→ Extracted data entries
━━━━━━━━━━

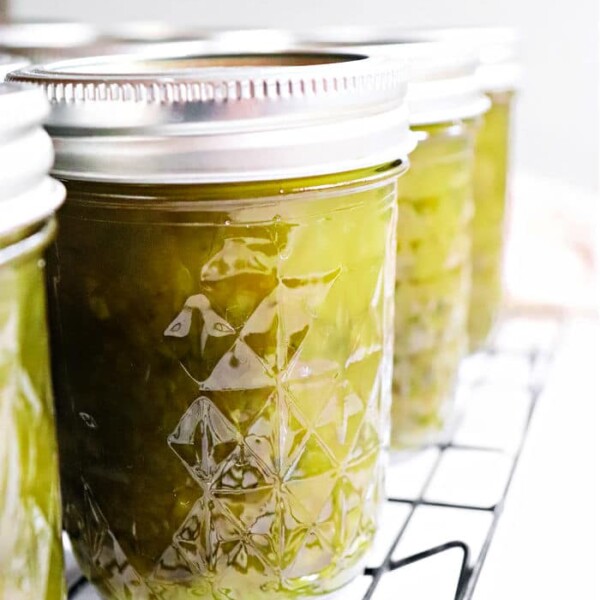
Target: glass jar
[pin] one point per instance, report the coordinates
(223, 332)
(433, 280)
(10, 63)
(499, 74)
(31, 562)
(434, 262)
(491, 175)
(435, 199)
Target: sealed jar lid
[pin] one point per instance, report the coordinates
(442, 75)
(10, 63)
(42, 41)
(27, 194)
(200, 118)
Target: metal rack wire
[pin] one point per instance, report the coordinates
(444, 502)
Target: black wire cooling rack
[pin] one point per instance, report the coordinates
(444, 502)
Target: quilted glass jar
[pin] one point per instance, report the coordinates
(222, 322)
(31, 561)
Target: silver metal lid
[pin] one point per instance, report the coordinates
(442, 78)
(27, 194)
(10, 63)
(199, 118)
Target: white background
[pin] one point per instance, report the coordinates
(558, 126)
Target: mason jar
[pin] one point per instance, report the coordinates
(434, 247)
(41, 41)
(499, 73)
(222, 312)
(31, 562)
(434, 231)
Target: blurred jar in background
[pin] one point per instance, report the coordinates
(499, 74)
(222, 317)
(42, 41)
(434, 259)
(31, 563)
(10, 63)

━━━━━━━━━━

→ Problem statement
Copy these records line for line, leaving out the pictures.

→ Solution to this task
Target: glass jar
[pin] one point per instance, report the coordinates
(223, 332)
(433, 280)
(10, 63)
(499, 74)
(31, 562)
(434, 262)
(491, 175)
(435, 199)
Target: sealed jar lid
[pin] one point per instance, report the coordinates
(442, 75)
(10, 63)
(42, 41)
(27, 194)
(200, 118)
Target: metal rack wire
[pin] one point per instance, report the coordinates
(444, 502)
Target: black wire cooling rack
[pin] one point per instance, report the coordinates
(444, 502)
Target: quilted glass jar
[pin] one point per instance, report the coordinates
(222, 322)
(31, 561)
Target: silver metal lid
[pin] one point per instance, report the coordinates
(442, 78)
(27, 194)
(10, 63)
(199, 118)
Target: white background
[pin] one point per instance, report the coordinates
(558, 126)
Target: mason jar
[pin] one point per instance, report the coordinates
(434, 247)
(41, 41)
(499, 73)
(222, 312)
(31, 562)
(434, 231)
Target: blurred jar in background
[pin] one point per instance, report the coordinates
(499, 74)
(222, 317)
(42, 41)
(434, 259)
(31, 563)
(10, 63)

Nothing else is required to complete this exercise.